> _本文抜粋_
*****

コショウにはブラックペッパー、ホワイトペッパー、グリーンペッパーなどの種類がありますが、実は同じコショウの実で、収穫時期や加工方法が違うだけなのです。その中でも「ブラックペッパー」は特にシャープな香りや辛味が魅力。完熟する前のコショウの実を果皮ごと乾燥させており、表皮が残っているので強い香りと辛味が味わえるのです。
●香りが違う!ミルで挽き立て
風味を楽しむスパイスは挽き立てが最高。ブラックペッパーは、プラスチックのミル付き容器入りがスーパーやインターネットなどで300円前後から販売されています。また、最近では家庭用の電動ミルをお持ちの方も増えているようです。
●消化を助ける!弱った胃腸の救世主
特に注目したいのが、辛さの元であるアルカロイドの一種「ピペリン」。身体をあたためて血管を広げて血の巡りを良くする、寒い季節や日頃から冷えを感じている方にぴったりの成分です。さらに、胃腸が弱っているときにブラックペッパーのような刺激物はご法度なイメージがありますが、実は身体の内部を温めるピペリンは、胃腸の働きも助けてくれるのです。飲み会が続いて胃腸が弱っているな…と感じたら、卵雑炊や軟らかく煮込んだうどんに、ブラックペッパーをパッパッ、ガリッガリッ。消化を促し、お疲れの身体をじんわりと温めてくれますよ。もちろん、摂りすぎると逆に胃腸へのダメージになるのでご注意を。

*****

セグメンテーション用データセットの記録
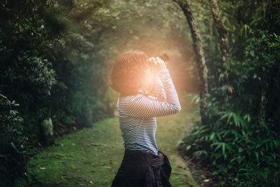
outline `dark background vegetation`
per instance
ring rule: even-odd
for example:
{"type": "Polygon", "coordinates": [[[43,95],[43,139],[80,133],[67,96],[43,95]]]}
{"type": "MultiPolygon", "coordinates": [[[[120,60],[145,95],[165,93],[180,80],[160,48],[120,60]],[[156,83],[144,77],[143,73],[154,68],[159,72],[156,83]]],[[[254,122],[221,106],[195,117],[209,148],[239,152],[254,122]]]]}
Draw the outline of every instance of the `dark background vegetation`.
{"type": "MultiPolygon", "coordinates": [[[[227,85],[209,2],[190,4],[209,71],[208,119],[181,146],[218,185],[279,186],[279,1],[219,1],[228,32],[227,85]]],[[[6,0],[0,6],[1,186],[27,185],[29,158],[51,144],[43,138],[43,120],[52,119],[56,137],[114,116],[118,94],[108,74],[122,52],[167,52],[179,92],[199,92],[190,31],[176,2],[6,0]]]]}

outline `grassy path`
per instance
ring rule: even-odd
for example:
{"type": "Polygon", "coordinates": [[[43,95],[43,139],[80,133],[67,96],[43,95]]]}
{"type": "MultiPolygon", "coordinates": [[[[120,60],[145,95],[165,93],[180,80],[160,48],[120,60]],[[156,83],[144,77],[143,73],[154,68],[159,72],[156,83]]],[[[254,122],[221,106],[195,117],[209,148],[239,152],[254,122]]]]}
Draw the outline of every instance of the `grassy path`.
{"type": "MultiPolygon", "coordinates": [[[[198,186],[176,146],[191,123],[193,111],[158,118],[156,139],[169,158],[174,187],[198,186]]],[[[122,161],[124,148],[117,118],[108,118],[66,135],[41,150],[28,163],[34,186],[110,186],[122,161]]]]}

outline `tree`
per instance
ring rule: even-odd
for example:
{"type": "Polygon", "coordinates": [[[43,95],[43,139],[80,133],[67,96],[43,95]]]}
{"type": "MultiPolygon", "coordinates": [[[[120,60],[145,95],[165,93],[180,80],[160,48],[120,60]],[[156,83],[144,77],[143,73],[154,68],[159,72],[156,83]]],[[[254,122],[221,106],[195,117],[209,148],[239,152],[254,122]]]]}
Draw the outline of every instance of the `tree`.
{"type": "MultiPolygon", "coordinates": [[[[222,22],[221,16],[220,13],[219,8],[218,7],[216,0],[209,0],[210,9],[212,12],[213,19],[214,20],[214,24],[217,28],[218,32],[220,36],[220,49],[222,53],[222,60],[223,67],[223,85],[226,85],[228,84],[228,69],[230,69],[230,53],[228,50],[228,39],[227,39],[227,31],[225,27],[222,22]]],[[[228,97],[225,95],[223,98],[223,105],[227,107],[228,105],[228,97]]]]}
{"type": "Polygon", "coordinates": [[[207,110],[206,110],[206,97],[208,95],[208,83],[207,83],[207,67],[205,64],[205,57],[202,50],[202,39],[200,30],[197,27],[197,23],[195,20],[190,4],[187,0],[179,1],[174,0],[183,11],[188,25],[190,26],[192,38],[193,41],[193,49],[195,53],[196,61],[198,66],[200,75],[200,115],[202,117],[202,123],[205,124],[207,122],[207,110]]]}

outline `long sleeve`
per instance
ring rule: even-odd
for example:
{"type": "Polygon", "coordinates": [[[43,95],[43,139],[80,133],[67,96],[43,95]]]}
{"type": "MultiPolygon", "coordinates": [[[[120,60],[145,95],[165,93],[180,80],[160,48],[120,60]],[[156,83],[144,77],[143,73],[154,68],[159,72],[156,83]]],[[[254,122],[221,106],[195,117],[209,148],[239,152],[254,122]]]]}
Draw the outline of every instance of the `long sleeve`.
{"type": "Polygon", "coordinates": [[[160,117],[178,113],[181,105],[168,69],[162,69],[159,74],[166,94],[166,101],[150,99],[138,95],[128,104],[128,111],[132,117],[160,117]]]}
{"type": "Polygon", "coordinates": [[[156,97],[148,95],[148,98],[149,98],[151,100],[155,100],[158,102],[167,102],[164,88],[162,85],[162,81],[160,80],[159,76],[156,76],[155,91],[157,93],[156,97]]]}

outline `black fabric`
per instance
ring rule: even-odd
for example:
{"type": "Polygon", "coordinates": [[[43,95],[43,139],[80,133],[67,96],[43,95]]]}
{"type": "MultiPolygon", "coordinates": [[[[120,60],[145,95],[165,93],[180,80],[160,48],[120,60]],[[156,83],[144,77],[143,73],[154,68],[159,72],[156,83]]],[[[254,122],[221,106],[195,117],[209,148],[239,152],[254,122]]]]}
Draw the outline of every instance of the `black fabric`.
{"type": "Polygon", "coordinates": [[[161,151],[158,155],[125,149],[122,164],[111,187],[172,187],[171,166],[161,151]]]}

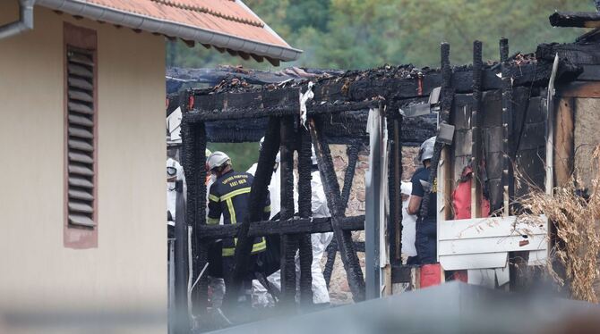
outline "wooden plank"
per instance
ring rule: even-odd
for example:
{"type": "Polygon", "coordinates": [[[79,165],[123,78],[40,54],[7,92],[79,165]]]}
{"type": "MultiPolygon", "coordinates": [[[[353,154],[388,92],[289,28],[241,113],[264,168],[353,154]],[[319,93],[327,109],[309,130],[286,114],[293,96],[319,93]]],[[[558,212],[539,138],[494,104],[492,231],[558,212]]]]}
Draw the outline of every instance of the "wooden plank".
{"type": "Polygon", "coordinates": [[[575,110],[570,97],[557,101],[554,132],[554,177],[559,187],[567,185],[573,172],[575,157],[575,110]]]}
{"type": "Polygon", "coordinates": [[[546,235],[440,240],[439,255],[546,249],[546,235]],[[527,237],[527,238],[526,238],[527,237]]]}
{"type": "MultiPolygon", "coordinates": [[[[600,131],[598,131],[600,129],[600,118],[598,117],[600,99],[575,99],[574,109],[574,170],[577,171],[579,186],[591,188],[592,180],[598,173],[598,166],[591,157],[596,147],[600,145],[600,131]]],[[[554,165],[558,165],[558,162],[554,165]]]]}
{"type": "Polygon", "coordinates": [[[521,235],[545,235],[548,231],[545,216],[525,221],[517,216],[489,217],[447,221],[440,224],[438,239],[470,239],[521,235]]]}
{"type": "Polygon", "coordinates": [[[445,271],[503,268],[508,258],[507,252],[440,255],[440,264],[445,271]]]}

*****

> _設問_
**a.** ブラックペッパーに関する本文を読み、次の問いに答えなさい。
(i) ブラックペッパーは、完熟する前のコショウの実をどのような状態で乾燥させたものか。
(ii) プラスチックのミル付き容器入りのブラックペッパーは、いくらぐらいから販売されているか。
(iii) ブラックペッパーの辛さの元である成分の名前は何か。
**b.** ブラックペッパーに関する本文の最後の文に続けて、文章を書き進めなさい。
これらの項目は、本文とは別個の資料です。

> _解答一覧_
**a.**
(i) 果皮ごと乾燥させたもの。
(ii) 300円前後から。
(iii) ピペリン。

**b.**
●実は、おふくろの味と好相性
日々の家庭料理ですでに大活躍のブラックペッパーですが、ちょっと変わり種も紹介。それが「煮物」。切り干し大根や、おから炒り、きんぴらゴボウなど、いわゆる「おふくろの味」といわれる、醤油味の料理と相性がいいんです。ピリッとした刺激でお酒のお供にも。美味しく作るコツは、砂糖やみりんなどの甘味を控えめにすること。ブラックペッパーの香りで醤油の量も少なくてすむので、カロリーダウンや減塩にもつながりますよ。
【監修】
スポーツクラブNAS
管理栄養士
市谷 直美
「文:けんこうフィットNEWS 」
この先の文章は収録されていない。